**Excerpted text:**
┄┄┄┄┄┄┄┄┄┄┄┄┄┄┄┄┄┄┄┄

I guess I'm confused as to your use of the switch. Why not get a 4x2 and do all HDMI or at the very least, put all HDMI to the projector and Component to the Gym.... OR follow up, if your Blu-Ray has two outs, why do you need a switch, why not a active splitter for the DTV receiver.

http://www.monoprice.com/products/p...=10113&cs_id=1011301&p_id=6192&seq=1&format=2

I've probably missed something


----------



## hehateme (Jan 27, 2008)

I have never used a HDMI switch or a splitter before. I am not sure how well they work.
I was concerned about the picture quality on my projector so I was trying to not introduce any switches between the equipment and the projector.

I ran 2 HDMI and 3 cat6 and smurf tube between media closet to projector.

I ran 1 HDMI and 3 cat 6's to the gym so sending component to the Gym TV is not an option.

Switch is required because that is the only way I can send BluRay and Sat signal to Gym TV on one HDMI.

I will watch more TV on the Gym TV than the projector.


I can do 4x2 HDMI switch and this will help me in taking out the component cables from my setup.

Panny and Satelite HDMI outs into the 4x2 matrix.
One HDMI output of matrix will go to the receiver
One HDMI output of matrix will go to the gym TV.

monoprice has good return policy so I can try matrix first to see how well it works.
Let me know if this makes sense or if I am missing something obvious.


----------



## terron (Oct 11, 2008)

On the subject; has anyone every used an active splitter and within the next few months lost posts HDMI1-3. The splitter was purchased at the same time as the TV so I think the problem was a faulty TV. Vizio came out and replaced the input board but now am a bit skiddish to reinstall the splitter so the kitchen TV can watch whatever is going on in the livingroom.

┄┄┄┄┄┄┄┄┄┄┄┄┄┄┄┄┄┄┄┄

**Required action 1:**
Render this sentence from the HDMI switching thread in Spanish: "I will watch more TV on the Gym TV than the projector."
**Required action 2:**
From the HDMI switching thread, repeat word for word the passage starting with "## hehateme (Jan" and going on through "and the projector.".

[Collected data entries]

┄┄┄┄┄┄┄┄┄┄┄┄┄┄┄┄┄┄┄┄

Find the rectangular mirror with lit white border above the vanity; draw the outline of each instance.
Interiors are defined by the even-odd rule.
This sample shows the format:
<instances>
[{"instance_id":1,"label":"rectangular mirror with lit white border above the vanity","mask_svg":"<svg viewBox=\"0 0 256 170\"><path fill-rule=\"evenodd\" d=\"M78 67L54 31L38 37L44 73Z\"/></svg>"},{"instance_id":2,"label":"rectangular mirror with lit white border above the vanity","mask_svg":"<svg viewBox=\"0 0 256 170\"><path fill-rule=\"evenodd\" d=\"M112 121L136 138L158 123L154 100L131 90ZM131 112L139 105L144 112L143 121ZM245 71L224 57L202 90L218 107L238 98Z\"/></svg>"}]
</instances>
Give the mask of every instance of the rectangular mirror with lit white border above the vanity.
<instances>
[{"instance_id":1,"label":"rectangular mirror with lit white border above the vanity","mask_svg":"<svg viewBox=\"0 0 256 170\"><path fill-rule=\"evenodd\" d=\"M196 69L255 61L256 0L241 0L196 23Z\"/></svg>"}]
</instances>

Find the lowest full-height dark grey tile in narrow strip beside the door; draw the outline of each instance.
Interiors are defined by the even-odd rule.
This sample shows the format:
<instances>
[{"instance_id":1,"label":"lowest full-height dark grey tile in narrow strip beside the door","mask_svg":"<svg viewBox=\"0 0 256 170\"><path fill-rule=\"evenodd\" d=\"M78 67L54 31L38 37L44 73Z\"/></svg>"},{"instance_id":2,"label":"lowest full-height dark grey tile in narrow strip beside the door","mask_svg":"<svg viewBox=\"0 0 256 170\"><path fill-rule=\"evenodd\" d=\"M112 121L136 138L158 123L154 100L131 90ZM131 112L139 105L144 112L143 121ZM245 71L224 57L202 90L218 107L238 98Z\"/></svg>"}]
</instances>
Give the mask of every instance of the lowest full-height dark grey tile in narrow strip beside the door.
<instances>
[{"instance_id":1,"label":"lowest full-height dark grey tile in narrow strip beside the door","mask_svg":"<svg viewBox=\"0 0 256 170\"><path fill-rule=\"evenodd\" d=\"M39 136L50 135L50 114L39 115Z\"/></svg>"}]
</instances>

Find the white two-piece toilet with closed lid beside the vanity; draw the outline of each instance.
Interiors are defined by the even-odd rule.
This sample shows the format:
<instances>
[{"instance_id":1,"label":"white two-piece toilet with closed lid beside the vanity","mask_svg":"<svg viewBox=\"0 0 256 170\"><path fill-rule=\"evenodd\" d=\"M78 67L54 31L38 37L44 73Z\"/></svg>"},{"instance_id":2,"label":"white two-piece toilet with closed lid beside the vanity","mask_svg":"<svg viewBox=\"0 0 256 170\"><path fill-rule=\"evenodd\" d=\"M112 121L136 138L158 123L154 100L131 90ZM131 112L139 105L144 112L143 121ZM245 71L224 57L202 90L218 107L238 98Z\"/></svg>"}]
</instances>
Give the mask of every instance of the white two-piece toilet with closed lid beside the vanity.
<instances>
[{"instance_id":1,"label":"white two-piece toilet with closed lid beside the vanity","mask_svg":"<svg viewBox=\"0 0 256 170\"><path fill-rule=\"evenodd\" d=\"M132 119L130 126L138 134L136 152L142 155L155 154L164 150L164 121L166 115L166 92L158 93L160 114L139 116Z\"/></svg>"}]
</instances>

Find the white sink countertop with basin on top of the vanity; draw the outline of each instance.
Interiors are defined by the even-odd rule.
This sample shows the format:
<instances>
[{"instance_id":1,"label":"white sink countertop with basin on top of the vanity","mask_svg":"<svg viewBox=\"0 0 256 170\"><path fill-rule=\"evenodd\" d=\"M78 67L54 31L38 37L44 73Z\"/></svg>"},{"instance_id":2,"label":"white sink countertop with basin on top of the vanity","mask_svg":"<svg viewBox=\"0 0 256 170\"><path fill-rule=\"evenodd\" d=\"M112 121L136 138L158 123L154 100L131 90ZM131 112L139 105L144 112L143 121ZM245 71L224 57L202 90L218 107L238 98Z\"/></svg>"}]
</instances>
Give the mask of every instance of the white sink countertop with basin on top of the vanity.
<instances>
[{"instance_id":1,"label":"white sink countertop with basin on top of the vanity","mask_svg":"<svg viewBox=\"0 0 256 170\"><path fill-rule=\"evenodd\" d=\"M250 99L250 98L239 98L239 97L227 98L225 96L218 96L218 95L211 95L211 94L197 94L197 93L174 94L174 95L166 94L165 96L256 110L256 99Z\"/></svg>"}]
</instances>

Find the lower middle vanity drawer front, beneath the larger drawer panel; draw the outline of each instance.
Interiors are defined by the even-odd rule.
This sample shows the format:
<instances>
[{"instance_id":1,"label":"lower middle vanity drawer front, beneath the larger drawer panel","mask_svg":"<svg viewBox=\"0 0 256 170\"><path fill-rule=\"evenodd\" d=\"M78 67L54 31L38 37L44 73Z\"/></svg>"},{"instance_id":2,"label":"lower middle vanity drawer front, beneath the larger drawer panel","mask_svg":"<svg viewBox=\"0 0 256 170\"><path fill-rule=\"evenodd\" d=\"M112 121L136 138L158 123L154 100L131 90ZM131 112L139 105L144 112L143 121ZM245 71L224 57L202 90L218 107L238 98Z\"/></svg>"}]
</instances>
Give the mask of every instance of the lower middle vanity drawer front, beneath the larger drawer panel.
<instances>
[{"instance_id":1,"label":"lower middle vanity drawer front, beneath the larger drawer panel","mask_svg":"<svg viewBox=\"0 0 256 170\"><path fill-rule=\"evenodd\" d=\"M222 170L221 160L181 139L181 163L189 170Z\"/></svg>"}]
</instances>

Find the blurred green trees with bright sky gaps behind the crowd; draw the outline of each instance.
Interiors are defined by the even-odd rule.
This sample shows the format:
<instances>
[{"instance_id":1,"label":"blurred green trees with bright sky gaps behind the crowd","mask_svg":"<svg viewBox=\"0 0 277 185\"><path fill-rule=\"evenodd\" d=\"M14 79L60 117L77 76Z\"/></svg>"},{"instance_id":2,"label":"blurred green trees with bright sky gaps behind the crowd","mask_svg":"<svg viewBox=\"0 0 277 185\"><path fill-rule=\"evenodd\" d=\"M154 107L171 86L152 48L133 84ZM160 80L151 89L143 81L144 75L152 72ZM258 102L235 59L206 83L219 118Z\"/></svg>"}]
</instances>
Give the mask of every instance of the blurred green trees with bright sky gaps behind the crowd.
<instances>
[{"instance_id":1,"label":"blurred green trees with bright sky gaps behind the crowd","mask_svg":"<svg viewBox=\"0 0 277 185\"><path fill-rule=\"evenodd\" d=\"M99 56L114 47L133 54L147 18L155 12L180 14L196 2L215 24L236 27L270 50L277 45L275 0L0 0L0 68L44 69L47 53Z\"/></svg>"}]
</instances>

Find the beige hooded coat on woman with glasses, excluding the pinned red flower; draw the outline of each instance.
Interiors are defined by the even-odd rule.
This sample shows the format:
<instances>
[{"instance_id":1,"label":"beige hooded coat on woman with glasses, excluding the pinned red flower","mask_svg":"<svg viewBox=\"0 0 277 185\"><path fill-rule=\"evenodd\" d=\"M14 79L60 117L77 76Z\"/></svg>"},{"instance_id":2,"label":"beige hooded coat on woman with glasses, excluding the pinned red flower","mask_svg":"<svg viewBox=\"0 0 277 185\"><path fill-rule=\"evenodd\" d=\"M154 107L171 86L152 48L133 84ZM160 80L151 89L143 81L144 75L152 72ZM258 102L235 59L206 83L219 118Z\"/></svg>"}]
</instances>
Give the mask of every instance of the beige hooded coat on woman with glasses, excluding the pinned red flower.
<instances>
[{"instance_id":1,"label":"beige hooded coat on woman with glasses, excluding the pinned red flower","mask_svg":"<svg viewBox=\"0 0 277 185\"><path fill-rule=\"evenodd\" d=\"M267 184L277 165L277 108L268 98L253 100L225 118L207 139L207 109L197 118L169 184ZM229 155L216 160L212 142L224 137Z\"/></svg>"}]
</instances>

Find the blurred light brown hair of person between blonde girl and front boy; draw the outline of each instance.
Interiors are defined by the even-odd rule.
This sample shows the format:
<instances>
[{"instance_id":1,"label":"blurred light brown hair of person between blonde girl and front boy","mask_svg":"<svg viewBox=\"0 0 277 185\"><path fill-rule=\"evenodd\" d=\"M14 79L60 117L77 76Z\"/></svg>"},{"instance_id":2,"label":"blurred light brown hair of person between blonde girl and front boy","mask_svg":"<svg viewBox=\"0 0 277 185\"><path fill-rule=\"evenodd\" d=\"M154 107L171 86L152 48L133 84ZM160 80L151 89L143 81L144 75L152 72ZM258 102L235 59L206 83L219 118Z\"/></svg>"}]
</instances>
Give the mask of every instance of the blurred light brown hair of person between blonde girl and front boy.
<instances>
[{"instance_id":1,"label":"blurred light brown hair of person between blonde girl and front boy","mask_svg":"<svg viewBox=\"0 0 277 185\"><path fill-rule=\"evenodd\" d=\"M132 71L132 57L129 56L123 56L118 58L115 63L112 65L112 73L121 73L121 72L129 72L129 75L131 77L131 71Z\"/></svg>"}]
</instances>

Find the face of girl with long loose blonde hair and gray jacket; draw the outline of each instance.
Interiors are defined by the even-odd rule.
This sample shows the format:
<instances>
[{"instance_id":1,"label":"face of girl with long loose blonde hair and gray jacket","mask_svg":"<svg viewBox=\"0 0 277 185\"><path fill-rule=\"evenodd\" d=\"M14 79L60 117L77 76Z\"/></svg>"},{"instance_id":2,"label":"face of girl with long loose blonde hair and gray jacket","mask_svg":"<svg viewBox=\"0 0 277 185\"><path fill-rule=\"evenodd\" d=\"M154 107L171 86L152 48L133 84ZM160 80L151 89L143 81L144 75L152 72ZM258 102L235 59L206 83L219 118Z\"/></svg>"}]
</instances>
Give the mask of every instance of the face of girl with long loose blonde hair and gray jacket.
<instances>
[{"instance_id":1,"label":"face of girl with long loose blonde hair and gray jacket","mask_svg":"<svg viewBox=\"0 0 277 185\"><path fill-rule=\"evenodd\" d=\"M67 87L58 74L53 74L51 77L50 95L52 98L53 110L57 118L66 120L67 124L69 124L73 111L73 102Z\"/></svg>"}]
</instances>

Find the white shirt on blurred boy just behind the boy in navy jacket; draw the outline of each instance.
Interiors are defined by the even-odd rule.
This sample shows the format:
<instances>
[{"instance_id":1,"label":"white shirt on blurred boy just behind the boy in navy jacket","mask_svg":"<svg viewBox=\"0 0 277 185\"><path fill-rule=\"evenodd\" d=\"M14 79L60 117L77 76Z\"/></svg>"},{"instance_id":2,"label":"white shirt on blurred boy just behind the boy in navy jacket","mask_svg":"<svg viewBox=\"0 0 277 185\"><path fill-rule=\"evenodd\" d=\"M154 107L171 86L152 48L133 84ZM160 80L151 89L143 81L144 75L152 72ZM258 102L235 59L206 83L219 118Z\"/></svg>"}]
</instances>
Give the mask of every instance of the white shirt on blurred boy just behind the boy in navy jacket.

┄┄┄┄┄┄┄┄┄┄┄┄┄┄┄┄┄┄┄┄

**Final answer 1:**
Veré más televisión en el televisor del gimnasio que en el proyector.

**Final answer 2:**
## hehateme (Jan 27, 2008)

I have never used a HDMI switch or a splitter before. I am not sure how well they work.
I was concerned about the picture quality on my projector so I was trying to not introduce any switches between the equipment and the projector.